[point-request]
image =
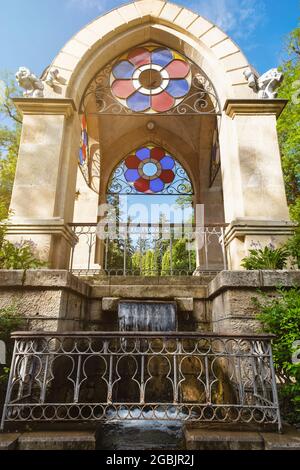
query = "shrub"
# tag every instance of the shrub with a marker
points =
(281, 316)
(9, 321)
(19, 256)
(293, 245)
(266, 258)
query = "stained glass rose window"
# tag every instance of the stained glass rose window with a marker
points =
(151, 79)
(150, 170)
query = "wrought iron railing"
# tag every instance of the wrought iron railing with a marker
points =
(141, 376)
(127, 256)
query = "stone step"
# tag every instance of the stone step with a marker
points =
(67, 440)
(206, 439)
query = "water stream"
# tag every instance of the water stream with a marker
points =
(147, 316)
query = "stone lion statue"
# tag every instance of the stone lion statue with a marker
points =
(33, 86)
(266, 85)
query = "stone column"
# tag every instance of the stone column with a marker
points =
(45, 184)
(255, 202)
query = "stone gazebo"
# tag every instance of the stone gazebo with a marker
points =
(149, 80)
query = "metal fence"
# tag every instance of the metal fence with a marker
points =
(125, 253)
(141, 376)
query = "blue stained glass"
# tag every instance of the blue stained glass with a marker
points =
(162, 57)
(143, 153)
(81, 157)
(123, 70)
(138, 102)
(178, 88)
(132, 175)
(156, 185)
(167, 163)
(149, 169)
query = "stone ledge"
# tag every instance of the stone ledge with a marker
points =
...
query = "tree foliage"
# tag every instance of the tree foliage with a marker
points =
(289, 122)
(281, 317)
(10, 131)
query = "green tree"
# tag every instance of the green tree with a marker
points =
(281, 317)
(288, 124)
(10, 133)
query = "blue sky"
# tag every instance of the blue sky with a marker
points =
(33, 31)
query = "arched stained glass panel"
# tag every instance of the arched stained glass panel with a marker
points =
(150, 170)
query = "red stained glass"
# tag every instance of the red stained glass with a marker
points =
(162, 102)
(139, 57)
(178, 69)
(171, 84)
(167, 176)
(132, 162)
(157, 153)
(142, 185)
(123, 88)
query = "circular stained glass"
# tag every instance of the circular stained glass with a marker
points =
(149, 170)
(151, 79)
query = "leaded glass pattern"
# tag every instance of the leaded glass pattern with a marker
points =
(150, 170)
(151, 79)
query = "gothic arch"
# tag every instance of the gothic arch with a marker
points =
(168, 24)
---
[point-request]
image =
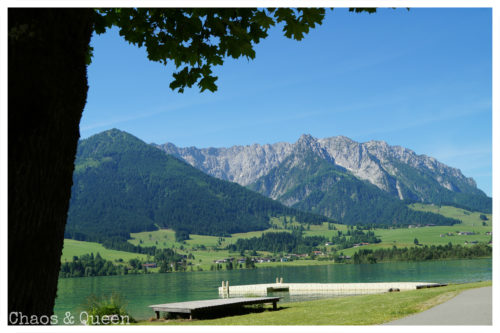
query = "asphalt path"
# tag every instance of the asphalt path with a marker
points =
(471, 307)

### Instruction
Please tally the lines in the records above that contain the string "rose" and give only the number.

### Solution to this task
2